Portion of a data file:
════════════════════

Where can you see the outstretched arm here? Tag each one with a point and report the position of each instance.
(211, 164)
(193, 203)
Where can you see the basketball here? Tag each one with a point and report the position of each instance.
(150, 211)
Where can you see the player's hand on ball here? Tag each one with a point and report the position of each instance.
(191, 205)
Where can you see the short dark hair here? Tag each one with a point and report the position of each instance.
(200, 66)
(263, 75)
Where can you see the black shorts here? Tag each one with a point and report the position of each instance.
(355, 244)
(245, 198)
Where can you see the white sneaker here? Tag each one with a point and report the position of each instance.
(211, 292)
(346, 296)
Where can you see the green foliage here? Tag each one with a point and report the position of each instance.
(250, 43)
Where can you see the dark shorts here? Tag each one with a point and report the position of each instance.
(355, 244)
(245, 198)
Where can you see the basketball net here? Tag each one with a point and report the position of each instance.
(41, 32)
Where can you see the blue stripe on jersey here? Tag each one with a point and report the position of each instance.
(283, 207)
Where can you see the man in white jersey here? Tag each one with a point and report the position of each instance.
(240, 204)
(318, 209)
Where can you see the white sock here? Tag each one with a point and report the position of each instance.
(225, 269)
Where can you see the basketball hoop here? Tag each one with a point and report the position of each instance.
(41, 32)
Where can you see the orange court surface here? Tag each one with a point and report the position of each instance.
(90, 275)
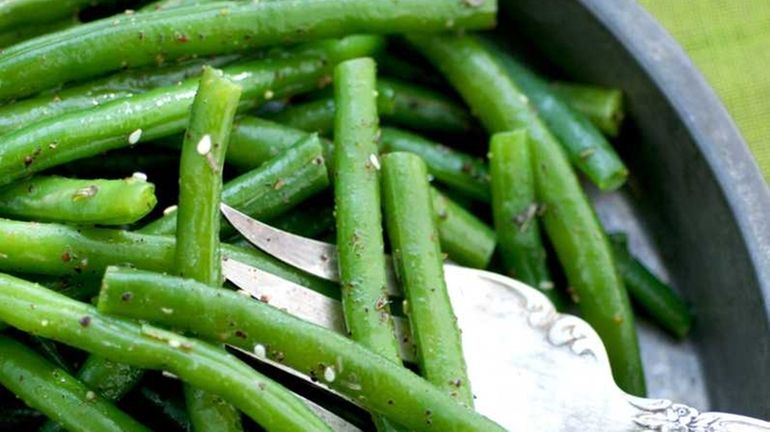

════════════════════

Which lines of the material above contain the string "jersey", where case counts? Return every such line in full.

EXPECTED OUTPUT –
Where can you see the blue stripe on jersey here? Tag each one with a point and report the position of each instance.
Where can you see the man in white jersey here? Tag each one with a point and report the position of each instance.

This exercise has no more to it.